● WRITTEN REQUEST
Rewrite the items below with "tag one keypoint" swapped out for "mark a single point" wherever it occurs. Leave every other word unchanged.

======== DATA PROVIDED ========

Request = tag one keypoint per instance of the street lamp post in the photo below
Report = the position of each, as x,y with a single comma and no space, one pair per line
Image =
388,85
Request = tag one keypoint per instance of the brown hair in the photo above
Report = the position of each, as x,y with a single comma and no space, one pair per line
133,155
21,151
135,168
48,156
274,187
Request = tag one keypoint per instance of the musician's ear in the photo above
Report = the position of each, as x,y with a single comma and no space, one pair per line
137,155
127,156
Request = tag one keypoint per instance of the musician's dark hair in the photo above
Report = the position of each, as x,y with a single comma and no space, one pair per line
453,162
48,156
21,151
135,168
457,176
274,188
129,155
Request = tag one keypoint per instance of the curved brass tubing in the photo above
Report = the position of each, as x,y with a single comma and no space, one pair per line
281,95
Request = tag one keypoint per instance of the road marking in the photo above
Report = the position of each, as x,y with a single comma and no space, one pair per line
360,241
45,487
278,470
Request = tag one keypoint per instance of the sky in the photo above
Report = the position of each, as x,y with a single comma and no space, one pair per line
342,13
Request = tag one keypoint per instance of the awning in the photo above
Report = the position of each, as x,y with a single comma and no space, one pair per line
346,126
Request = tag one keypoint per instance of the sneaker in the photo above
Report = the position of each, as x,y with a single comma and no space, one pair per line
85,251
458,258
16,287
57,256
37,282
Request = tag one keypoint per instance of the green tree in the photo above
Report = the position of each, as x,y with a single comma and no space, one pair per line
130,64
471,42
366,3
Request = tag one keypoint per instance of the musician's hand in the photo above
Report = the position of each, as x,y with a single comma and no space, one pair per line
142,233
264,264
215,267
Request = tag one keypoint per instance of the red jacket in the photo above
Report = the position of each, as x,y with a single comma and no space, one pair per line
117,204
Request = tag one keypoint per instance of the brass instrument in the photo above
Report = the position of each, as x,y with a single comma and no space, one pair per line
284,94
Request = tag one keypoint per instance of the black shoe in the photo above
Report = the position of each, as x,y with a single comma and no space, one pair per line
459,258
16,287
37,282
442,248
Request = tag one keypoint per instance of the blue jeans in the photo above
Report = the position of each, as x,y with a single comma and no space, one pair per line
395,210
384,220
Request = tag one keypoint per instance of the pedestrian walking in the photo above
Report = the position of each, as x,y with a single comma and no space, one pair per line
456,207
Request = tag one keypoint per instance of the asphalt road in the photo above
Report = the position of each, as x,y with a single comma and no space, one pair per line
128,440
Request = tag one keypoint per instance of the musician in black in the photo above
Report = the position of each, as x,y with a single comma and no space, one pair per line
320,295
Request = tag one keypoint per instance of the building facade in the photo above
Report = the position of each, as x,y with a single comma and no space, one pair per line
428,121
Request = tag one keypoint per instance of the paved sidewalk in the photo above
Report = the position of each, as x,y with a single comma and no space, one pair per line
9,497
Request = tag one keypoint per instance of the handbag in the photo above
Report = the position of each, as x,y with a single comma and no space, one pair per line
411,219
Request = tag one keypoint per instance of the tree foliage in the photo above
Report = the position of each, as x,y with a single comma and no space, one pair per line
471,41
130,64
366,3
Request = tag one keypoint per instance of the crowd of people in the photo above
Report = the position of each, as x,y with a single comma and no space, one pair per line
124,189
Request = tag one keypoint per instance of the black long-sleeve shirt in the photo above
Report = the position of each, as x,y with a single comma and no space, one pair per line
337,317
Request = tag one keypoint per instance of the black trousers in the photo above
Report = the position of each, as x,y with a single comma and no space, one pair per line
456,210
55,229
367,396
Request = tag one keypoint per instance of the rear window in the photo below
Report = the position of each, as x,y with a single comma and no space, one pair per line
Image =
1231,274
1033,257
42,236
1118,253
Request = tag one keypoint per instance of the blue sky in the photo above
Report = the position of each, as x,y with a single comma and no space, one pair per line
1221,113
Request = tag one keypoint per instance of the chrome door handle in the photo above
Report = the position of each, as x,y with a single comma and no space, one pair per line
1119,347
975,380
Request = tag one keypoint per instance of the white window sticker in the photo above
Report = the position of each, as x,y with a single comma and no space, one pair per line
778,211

========

● SOLUTION TO THIS EXERCISE
Request = mark a single point per instance of the street lamp post in the photo below
Report = the position of each, as x,y with a single comma and no space, one pair per line
Image =
388,85
Request = mark a single point per instance of the brown hair in the photo above
Report = the position of each, as x,y with a single comma and no space, one pair per line
133,155
21,151
135,168
48,156
274,187
Request = mark a single point per instance of the musician's ear in the photo above
Report = the position of each, as x,y with a single comma and no space, one pair per line
137,155
127,156
Request = mark a single point per instance of the musician's dark hair in the photo above
Report = the position of each, as x,y with a single comma and no space, one pair per line
453,162
48,156
21,151
135,168
457,176
274,188
129,155
Request = mark a single point per instance of the curved brass tubing in the photo above
Report = the position of each, as x,y with a single comma and no space, one pair per line
281,95
Request = mark a single point per instance of the road marking in the photo above
Report = the position of each, as x,y with a single comma and no space, one pair per line
360,241
45,487
278,470
Request = mark a single point per instance of the sky in the photo above
Report = the position of each, as x,y with a single comma and no space, one pair per line
342,13
Request = mark a single point per instance of the awning in the photo above
Report = the position of each, as x,y with a single comma and no space, one pair per line
346,126
Request = mark a single point per instance of the sneaker in the photo above
Report = the position of each, as x,y with a single comma and no space, one pair per line
85,251
458,258
16,287
57,256
37,282
Request = mark a single point per instance of the green tree in the photo above
Report = the position of each, as x,y with a single comma and no space, one pair per line
130,64
471,42
366,3
Request = mark a single point per instance of the musician's hand in the photo above
Report = the position of each, as x,y with a single comma and no space, one pair per line
142,233
264,264
215,267
Request = mark a single point per instance of the red jacket in the photo above
Report = the position of each, as x,y with a single comma and no space, one pair per line
117,204
Request = mark a single point per instance of the brass instrument in the photo above
Report = the position of each, as x,y with a single comma and no space, one pair per line
284,94
Request = mark a single point per instance of the black shoe in the photo above
Report = the position of each, as x,y with a single comma and no space, one pair per line
459,258
16,287
37,282
442,248
Request = mark a single point per instance of the blue jeans in the photo above
Report = the position of each, as x,y with a single comma and no space, one pair per line
395,210
384,220
Request = mark a single point per instance of the pedestrian walking in the photo above
Report = the position of each, as x,y with a single comma and no space, one pair per line
456,207
Request = mark a single point per instance of the asphalt road in the photo above
Report = the position of each, as x,y with a single comma and no space, one pair per line
128,440
Request = mark a single point per instance of the musician in black in the photo above
Report = the position of each, as x,y with a single comma and no space, one pair per line
320,295
Request = mark a single point per instance of the building facade in the photo above
Report = the position of each, as x,y with a single comma and no space, one pair per line
428,121
Request = mark a single point per instance of the paved sidewalk in the photo above
Report = the position of each, as x,y with a single comma and no space, one pair per line
9,497
Request = mark a single point per instance of the handbag in the photo above
Report = the position of each, as x,y with a single comma and no space, one pair per line
411,219
Request = mark a single point per instance of the tree foliage in the photo above
Report = the position of each, as x,y with a single comma and no space, one pair per line
471,41
130,64
366,3
Request = mark a single point per instance of the crowd of people in the photo above
Report = the position of each, as x,y with a single comma and no space, one pair per line
124,189
Request = mark a single point per instance of the black long-sleeve shirt in the photo above
Report = the position of each, as x,y with a single comma and no space, one pair per line
337,317
Request = mark a single point per instance of the black trousers in the photo above
Report = the position of each, as x,y with a single comma and no space, one pair per line
456,210
55,229
367,396
Request = mark a single point per instance of the rear window in the photo below
Report = the position of each, as x,y with a single comma and no space, one pair per line
Image =
1231,274
1033,257
42,236
1118,253
Request = mark a single point per instance of the blue sky in the photo above
Report = the position of each, as x,y with a single comma and no space, one pair per line
1221,113
Request = mark a single point per instance of the chrome door handle in the photo above
Report = the position of each, as x,y with a single comma and no space, one pair per line
1119,347
975,380
Request = mark a single point per instance of the white window sticker in the photo above
Report = the position of each, as x,y with a single comma and no space, one pair per line
778,211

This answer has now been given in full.